* Directions *
Determine how many lines in the records below contain the string "green", treating uppercase and lowercase as different, and reply with only that number.

Items for identifying locations
··········

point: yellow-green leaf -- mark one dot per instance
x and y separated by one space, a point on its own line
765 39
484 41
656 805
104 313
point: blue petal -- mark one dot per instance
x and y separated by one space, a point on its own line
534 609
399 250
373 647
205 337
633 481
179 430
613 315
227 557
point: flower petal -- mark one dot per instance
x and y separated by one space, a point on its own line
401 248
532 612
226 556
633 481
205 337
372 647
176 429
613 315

··········

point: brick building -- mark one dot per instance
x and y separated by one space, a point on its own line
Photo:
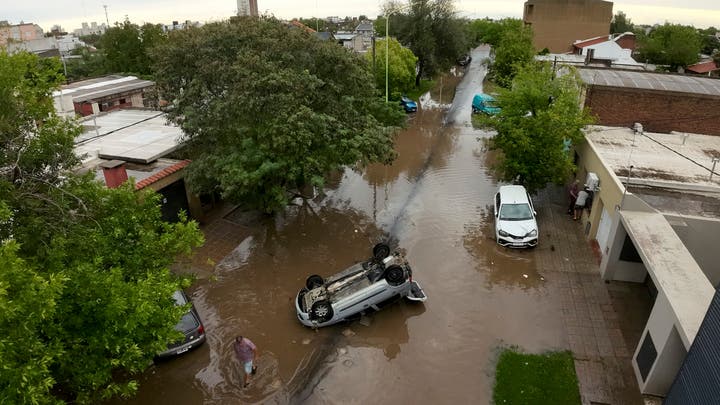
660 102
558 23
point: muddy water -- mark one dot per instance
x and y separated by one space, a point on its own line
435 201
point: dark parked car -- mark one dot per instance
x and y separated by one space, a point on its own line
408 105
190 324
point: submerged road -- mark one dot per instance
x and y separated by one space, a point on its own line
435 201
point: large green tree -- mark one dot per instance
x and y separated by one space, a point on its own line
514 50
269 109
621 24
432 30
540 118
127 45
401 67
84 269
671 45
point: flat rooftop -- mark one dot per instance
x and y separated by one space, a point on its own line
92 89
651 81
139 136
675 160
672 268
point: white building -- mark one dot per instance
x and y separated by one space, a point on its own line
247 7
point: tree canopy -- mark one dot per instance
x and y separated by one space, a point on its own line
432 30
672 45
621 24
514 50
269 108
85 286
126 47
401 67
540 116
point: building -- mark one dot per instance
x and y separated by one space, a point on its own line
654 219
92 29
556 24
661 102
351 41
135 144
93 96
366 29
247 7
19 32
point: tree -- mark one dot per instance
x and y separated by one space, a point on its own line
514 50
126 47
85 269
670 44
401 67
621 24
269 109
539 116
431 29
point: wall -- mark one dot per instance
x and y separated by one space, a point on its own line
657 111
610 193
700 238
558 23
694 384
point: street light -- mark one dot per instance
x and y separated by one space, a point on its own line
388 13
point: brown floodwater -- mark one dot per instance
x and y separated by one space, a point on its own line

··········

* Exercise result *
2